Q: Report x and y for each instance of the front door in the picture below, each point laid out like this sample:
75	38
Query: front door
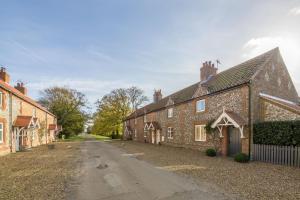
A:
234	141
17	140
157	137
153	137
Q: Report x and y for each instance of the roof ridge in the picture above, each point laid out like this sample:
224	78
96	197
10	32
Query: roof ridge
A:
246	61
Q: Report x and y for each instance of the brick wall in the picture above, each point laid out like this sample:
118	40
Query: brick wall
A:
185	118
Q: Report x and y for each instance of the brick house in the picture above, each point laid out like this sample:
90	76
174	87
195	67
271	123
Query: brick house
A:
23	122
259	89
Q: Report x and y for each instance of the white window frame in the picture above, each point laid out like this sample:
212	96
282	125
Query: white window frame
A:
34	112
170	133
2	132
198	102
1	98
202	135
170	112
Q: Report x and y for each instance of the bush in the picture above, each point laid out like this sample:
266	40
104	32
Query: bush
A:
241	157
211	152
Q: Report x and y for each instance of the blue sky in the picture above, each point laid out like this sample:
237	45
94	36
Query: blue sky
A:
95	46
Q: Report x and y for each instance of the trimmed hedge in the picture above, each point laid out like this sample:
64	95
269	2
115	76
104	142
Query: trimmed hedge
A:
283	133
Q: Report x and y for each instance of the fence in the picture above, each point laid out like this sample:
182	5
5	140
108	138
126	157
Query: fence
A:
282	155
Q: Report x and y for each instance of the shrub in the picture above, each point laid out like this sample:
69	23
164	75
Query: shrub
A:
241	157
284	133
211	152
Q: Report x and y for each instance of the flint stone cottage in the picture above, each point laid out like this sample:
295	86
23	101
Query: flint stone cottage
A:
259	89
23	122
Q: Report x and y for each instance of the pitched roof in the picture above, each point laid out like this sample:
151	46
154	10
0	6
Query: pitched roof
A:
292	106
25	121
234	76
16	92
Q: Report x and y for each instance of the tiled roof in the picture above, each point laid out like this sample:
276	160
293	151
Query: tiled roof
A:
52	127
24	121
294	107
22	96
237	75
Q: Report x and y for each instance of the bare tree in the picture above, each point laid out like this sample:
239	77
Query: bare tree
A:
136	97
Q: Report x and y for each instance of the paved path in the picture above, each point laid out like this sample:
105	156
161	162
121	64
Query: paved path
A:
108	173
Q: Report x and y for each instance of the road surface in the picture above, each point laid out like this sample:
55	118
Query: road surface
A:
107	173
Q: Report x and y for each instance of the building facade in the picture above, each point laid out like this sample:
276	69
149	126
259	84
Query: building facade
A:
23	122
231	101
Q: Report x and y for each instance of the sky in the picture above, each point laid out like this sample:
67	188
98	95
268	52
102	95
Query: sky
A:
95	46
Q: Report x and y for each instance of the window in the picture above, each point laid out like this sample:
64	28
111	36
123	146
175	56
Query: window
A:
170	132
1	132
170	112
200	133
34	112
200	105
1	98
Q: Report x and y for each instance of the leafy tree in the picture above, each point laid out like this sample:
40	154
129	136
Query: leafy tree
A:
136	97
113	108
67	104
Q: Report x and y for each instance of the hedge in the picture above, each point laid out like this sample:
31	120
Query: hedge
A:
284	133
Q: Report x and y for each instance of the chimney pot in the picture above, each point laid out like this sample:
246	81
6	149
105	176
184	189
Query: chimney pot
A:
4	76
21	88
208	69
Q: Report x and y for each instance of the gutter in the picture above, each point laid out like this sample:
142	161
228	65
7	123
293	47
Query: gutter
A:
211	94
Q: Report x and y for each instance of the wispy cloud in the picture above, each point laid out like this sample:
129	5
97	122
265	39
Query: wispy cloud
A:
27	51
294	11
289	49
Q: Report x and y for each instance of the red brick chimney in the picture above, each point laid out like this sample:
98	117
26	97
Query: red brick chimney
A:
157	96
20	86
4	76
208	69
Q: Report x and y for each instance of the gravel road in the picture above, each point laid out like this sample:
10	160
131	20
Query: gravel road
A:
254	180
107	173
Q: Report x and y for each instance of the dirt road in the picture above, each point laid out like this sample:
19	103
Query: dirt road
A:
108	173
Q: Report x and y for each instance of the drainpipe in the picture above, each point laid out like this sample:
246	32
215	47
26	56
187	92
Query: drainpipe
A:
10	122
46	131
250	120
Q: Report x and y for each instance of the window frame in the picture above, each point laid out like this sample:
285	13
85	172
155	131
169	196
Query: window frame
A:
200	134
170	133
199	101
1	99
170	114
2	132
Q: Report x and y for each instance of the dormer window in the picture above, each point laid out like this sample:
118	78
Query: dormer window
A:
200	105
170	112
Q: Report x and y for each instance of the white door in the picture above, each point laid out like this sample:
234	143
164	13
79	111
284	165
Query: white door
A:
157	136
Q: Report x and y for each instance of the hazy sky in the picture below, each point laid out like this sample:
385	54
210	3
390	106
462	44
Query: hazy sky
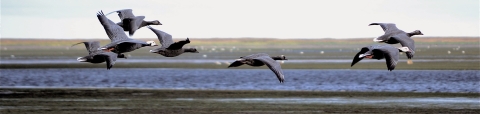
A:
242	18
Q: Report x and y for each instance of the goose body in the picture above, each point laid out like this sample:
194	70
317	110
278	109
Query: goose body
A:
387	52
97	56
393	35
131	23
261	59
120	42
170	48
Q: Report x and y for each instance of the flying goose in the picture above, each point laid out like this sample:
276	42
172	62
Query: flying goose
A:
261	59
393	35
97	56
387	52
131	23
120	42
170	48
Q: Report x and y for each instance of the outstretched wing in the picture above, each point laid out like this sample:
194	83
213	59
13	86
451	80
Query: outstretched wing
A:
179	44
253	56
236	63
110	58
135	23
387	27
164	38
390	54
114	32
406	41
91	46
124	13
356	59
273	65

ABOUT THIS TASK: All entries above should be printed exactly, though without their pictures.

SOLUTION TO THE EXERCISE:
Q: Report x and y for each instance of the front door in the picture below, each point laid out like this sample:
75	38
Query: front door
A:
234	141
17	140
157	137
153	137
Q: Report x and y for each instance of the roof ridge in the picture above, each point laid out like this sample:
224	78
96	197
10	32
Query: roof ridge
A:
246	61
Q: Report x and y for each instance of the brick wall in the picture above, each point laid out like this sample:
118	40
Query: brick wall
A:
185	118
Q: Report x and y for each instance of the brick house in the picture above, each point laid out like this sample:
90	76
174	87
195	67
271	123
Query: brick house
A:
23	122
259	89
Q: Report x and y for each instance of the white window frame in the picture above, each point laid out like this sample:
212	96
282	125
Query: white window frame
A:
34	112
170	133
2	132
198	102
1	98
202	135
170	112
Q: Report x and y for each instance of the bush in the picture above, each point laid out like this sample:
266	40
104	32
Query: bush
A:
241	157
211	152
Q: Report x and y for each instance of the blue sky in the picture above, each point laid out like this sample:
237	45
94	36
Query: blue sky
A:
95	46
Q: Report x and y for each instance of the trimmed hedge in the picture above, each point laid out like this sample:
64	95
269	2
115	76
104	142
Query: trimmed hedge
A:
283	133
Q: Report x and y for each instance of the fence in the picture above, each point laid out like this sample:
182	5
5	140
108	138
126	157
Query: fence
A:
282	155
Q: Report x and y for each instance of the shrub in the picture above, each point laid out like this sample:
69	23
164	75
Query: shrub
A:
241	157
284	133
211	152
Q: Report x and y for each instance of the flint stone cottage in the picture above, each point laid out like this sample:
295	86
23	101
Query: flint stone cottage
A:
259	89
23	122
Q: Report x and y for each instance of the pitched roof in the picture above, each point laid out like this sample:
151	46
154	10
0	6
Query: pitched roof
A:
292	106
25	121
234	76
16	92
Q: Report x and y for each instance of the tiled roof in the picture above, each point laid out like this sample:
276	160
293	151
Query: tiled roof
A:
52	127
24	121
294	107
22	96
237	75
Q: Report x and y for each instance of the bare tree in the picture above, each point laid out like this sample:
239	77
Query: bare tree
A:
136	97
Q: Report x and y for each instance of the paved path in the picture above, each point laid out like this sample:
105	156
161	162
121	64
Query: paved path
A:
108	173
Q: Report x and y for each instance of the road surface in the picture above, each point laid out like this sample:
55	118
Query: road surface
A:
107	173
Q: Report x and y for each instance of the building facade in the picture above, each point laid out like this sample:
276	69
149	126
259	84
Query: building facade
A:
23	122
231	101
Q: Report x and y for each instance of the sky in the picture above, each point laid out like this sample:
67	188
98	95
268	52
102	95
Query: sky
A:
95	46
Q: Report x and y for each instance of the window in the picture above, each point laid out like this sample:
64	28
111	36
123	146
175	56
Query: window
A:
170	132
1	132
170	112
200	133
34	112
200	105
1	98
Q: Report x and y for each instance of the leafy tree in the picture above, each point laid out like this sample:
40	154
129	136
Query: leafy tree
A:
136	97
113	108
67	104
Q: Report x and y for each instance of the hedge in the picture above, each point laid out like this sample:
31	120
Query: hedge
A:
284	133
Q: Report x and y for each instance of the chimney pot in the picture above, each point laid out like this sample:
246	81
6	149
105	176
184	189
Query: chimney pot
A:
4	76
21	88
208	69
Q: Report x and y for each instance of the gutter in the picture above, each point laid out like this sample:
142	161
228	65
7	123
293	47
Query: gutter
A:
211	94
Q: Report x and y for each instance of the wispy cloud in the picture above, each point laid out like this sample:
129	5
97	122
265	39
Query: wispy cloud
A:
27	51
294	11
289	49
Q: Report x and y for each instance of the red brick chimney in the picture above, each point laid out like this sample:
98	117
26	97
Query: red brick chimney
A:
157	96
20	86
4	76
208	69
Q: Report x and y for each instance of the gravel road in the picture above, each point laid out like this sample:
10	160
131	20
Query: gravel road
A:
254	180
107	173
Q: Report x and y for each instance of the dirt road in the picture above, each point laid out like this sample:
19	103
Query: dirt road
A:
108	173
Q: Report x and y for each instance of the drainpipe in the picture above, each point laid out like this sample:
246	32
215	47
26	56
187	92
Query: drainpipe
A:
10	122
46	131
250	120
Q: Report x and y for each instance of the window frame in the picture above, each point laid out like this sample:
285	13
85	172
155	131
169	196
Query: window frame
A:
200	134
170	133
199	101
1	99
170	114
2	132
Q: Report x and y for each instance of the dormer window in the picture above, each point laid out like this sample:
118	78
Query: dormer window
A:
200	105
170	112
Q: Report x and y for each instance of the white door in the picture above, each point laid out like this sample:
234	143
164	13
79	111
284	165
Query: white door
A:
157	136
Q: Report x and y for each instance of the hazy sky in the picture below, each point laid out like this sample:
385	54
210	3
390	106
462	44
Query: hazy sky
A:
242	18
Q: Report x and y for each instance of the goose body in the picture above, each point laid out like this sample:
194	70
317	110
278	109
Query: goose body
A:
387	52
97	56
393	35
131	23
261	59
120	42
170	48
Q: Report x and y for each instance of the flying goose in the picture above, each point laid out like this sample:
276	42
172	62
Query: flying goose
A:
261	59
393	35
97	56
387	52
131	23
120	42
170	48
Q: Report x and y for each instance of the outstretched wing in the picture above, each point laid out like this sample:
194	83
213	59
13	86
451	80
Query: outstretched wing
A:
179	44
253	56
236	63
110	58
135	23
387	27
164	38
390	54
114	32
406	41
91	46
124	13
356	59
273	65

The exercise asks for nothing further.